## What the task requires
Write the material out again, line by line, exactly as it is.

Region annotation items:

=-=-=-=-=

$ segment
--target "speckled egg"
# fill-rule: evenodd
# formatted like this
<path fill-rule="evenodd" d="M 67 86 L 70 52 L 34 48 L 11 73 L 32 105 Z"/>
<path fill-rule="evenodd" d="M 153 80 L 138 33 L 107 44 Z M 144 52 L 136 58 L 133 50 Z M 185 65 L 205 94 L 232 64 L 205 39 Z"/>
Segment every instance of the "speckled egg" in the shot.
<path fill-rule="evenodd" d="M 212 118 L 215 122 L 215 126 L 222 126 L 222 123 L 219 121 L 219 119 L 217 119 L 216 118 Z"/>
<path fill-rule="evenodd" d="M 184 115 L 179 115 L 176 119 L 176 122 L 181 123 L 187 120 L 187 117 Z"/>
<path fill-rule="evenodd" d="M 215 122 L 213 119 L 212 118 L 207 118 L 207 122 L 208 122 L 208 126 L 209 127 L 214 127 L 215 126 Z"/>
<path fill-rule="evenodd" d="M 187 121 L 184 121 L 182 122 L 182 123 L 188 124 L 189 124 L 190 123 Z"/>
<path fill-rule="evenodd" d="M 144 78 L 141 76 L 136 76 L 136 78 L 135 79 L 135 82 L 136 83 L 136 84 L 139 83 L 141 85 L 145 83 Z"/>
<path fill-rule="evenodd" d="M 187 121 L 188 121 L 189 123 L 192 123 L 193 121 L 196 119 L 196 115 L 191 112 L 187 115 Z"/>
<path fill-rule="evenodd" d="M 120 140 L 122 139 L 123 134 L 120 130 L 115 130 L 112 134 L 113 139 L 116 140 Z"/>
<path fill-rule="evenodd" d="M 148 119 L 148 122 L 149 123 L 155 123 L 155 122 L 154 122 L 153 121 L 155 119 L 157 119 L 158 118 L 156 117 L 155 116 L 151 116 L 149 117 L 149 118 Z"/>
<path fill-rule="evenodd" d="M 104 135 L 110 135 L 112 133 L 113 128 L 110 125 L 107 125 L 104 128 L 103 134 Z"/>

=-=-=-=-=

## Result for this task
$ segment
--target "speckled egg"
# fill-rule: evenodd
# formatted like this
<path fill-rule="evenodd" d="M 67 86 L 70 52 L 34 48 L 11 73 L 32 105 Z"/>
<path fill-rule="evenodd" d="M 153 80 L 138 33 L 107 44 Z M 144 52 L 136 58 L 133 50 Z M 185 65 L 205 94 L 232 64 L 205 39 Z"/>
Segment every instance of the "speckled egg" in the shot.
<path fill-rule="evenodd" d="M 212 118 L 215 122 L 215 126 L 222 126 L 222 123 L 219 121 L 219 119 L 217 119 L 216 118 Z"/>
<path fill-rule="evenodd" d="M 184 115 L 179 115 L 176 119 L 176 122 L 181 123 L 187 120 L 187 117 Z"/>
<path fill-rule="evenodd" d="M 215 122 L 213 119 L 212 118 L 207 118 L 207 122 L 208 122 L 208 126 L 209 127 L 214 127 L 215 126 Z"/>
<path fill-rule="evenodd" d="M 187 121 L 184 121 L 182 122 L 182 123 L 188 124 L 189 124 L 190 123 Z"/>
<path fill-rule="evenodd" d="M 144 78 L 141 76 L 136 76 L 136 78 L 135 79 L 135 82 L 136 83 L 136 84 L 139 83 L 141 85 L 145 83 Z"/>
<path fill-rule="evenodd" d="M 187 121 L 188 121 L 189 123 L 192 123 L 193 121 L 196 119 L 196 115 L 191 112 L 187 115 Z"/>
<path fill-rule="evenodd" d="M 120 140 L 122 139 L 123 134 L 120 130 L 115 130 L 112 134 L 113 139 L 116 140 Z"/>
<path fill-rule="evenodd" d="M 148 119 L 148 122 L 149 123 L 155 123 L 155 122 L 154 122 L 153 121 L 155 119 L 157 119 L 158 118 L 156 117 L 155 116 L 151 116 L 149 117 L 149 118 Z"/>
<path fill-rule="evenodd" d="M 104 135 L 110 135 L 112 133 L 113 128 L 110 125 L 107 125 L 104 128 L 103 134 Z"/>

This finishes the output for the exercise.